> Study text:
-------

BFA3 Specifically Interacts with the β-Subunit of Chloroplast ATP Synthase
Since our results indicate that BFA3 is involved in the assembly of the CF1 subcomplex of chloroplast ATP synthase, we investigated whether BFA3 interacts with subunits of the ATP synthase complex. To investigate whether BFA3 interacts with other protein(s) and forms a complex in the stroma, we separated chloroplast stromal protein complexes isolated from wild-type plants by Suc density gradient centrifugation. Immunoblot analysis showed that CF1 subunits comigrated, forming the CF1 subcomplex of ATP synthase (Supplemental Fig. S3), which is consistent with the results obtained by CN-PAGE (Fig. 5C). However, BFA3 appeared to be present in free form (Supplemental Fig. S3), indicating that BFA3 does not form a stable complex with CF1 in the chloroplast stroma.

-------

> Record extracts:
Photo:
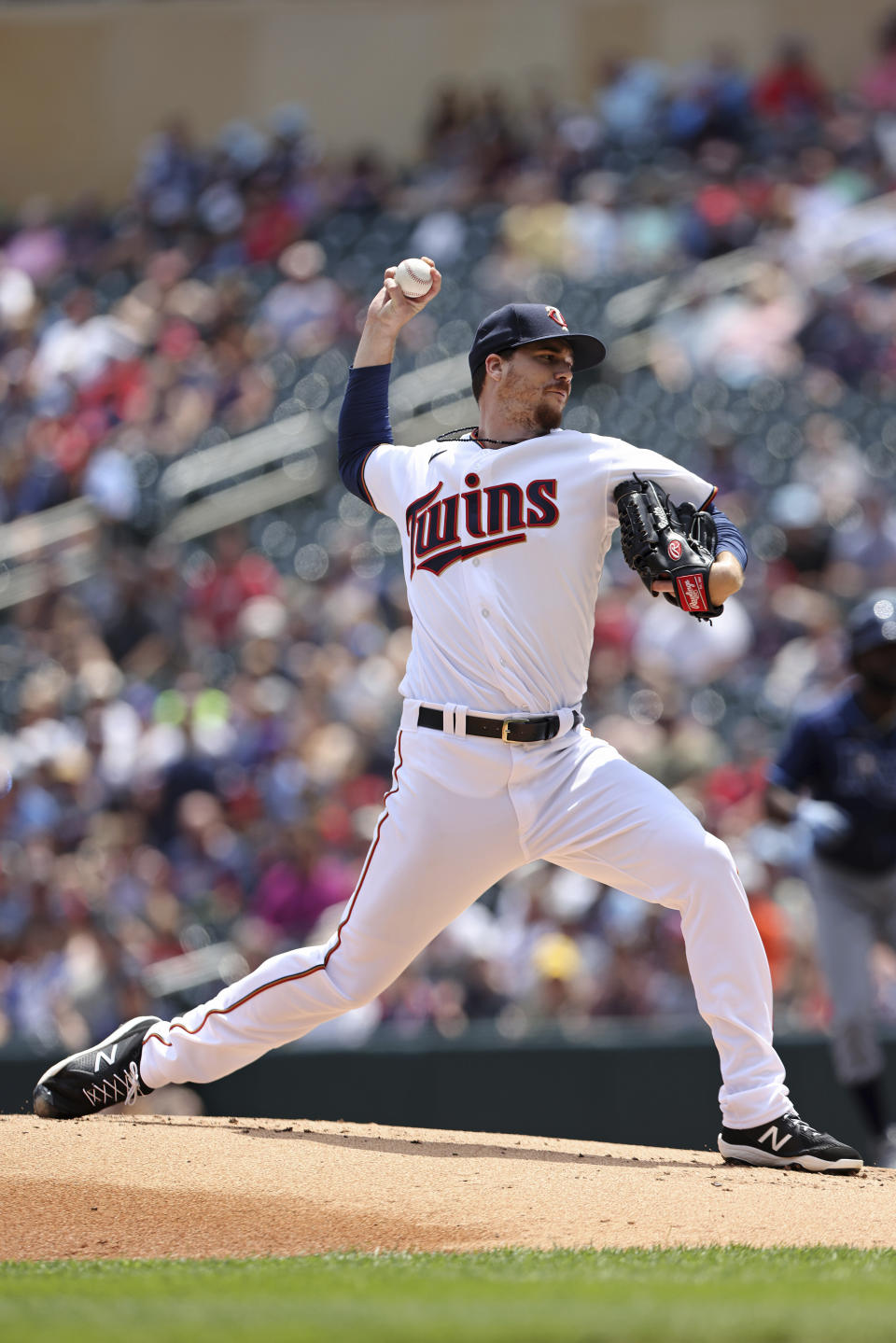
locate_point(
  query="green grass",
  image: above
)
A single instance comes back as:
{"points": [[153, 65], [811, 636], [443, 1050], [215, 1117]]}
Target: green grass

-------

> Work instructions:
1. In the BFA3 passage, what method was used to separate the chloroplast stromal protein complexes isolated from wild-type plants?
2. Using the BFA3 passage, explain why the authors concluded that BFA3 does not form a stable complex with CF1 in the chloroplast stroma.
3. Continue the passage on BFA3 and chloroplast ATP synthase from where it stops.

> Exercise answers:
1. Suc density gradient centrifugation.

2. After Suc density gradient centrifugation, the CF1 subunits comigrated as the CF1 subcomplex, but BFA3 appeared in free form. Because BFA3 did not migrate with CF1, the authors concluded that it does not form a stable complex with CF1 in the stroma.

3.
To identify the subunit(s) that interact with BFA3, its associated proteins were affinity enriched from bfa3-1 complemented with BFA3-HA (designated bfa3-HA plants) using an anti-hemagglutinin (HA) Affinity Matrix. After cross-linking on the intact chloroplast with the membrane-permeable cross-linker dithiobis (succinimidyl propionate) (DSP), chloroplasts were fractionated into stromal and membrane fractions, which were both used for affinity chromatography. Immunoblot analysis showed that only the CF1β subunit was copurified with BFA3 in both the stromal and thylakoid fractions of the bfa3-HA affinity sample (Fig. 8A), indicating a specific interaction between BFA3 and CF1β. Without chemical cross-linking, however, no subunits of ATP synthase can be purified with BFA3 (Fig. 8A), suggesting that BFA3 transiently interacts with CF1β during the assembly of the CF1 subcomplex. Yeast two-hybrid and pull-down analysis further confirmed the specific interaction between BFA3 and CF1β in vivo and in vitro (Fig. 8, B and C; Supplemental Fig. S4).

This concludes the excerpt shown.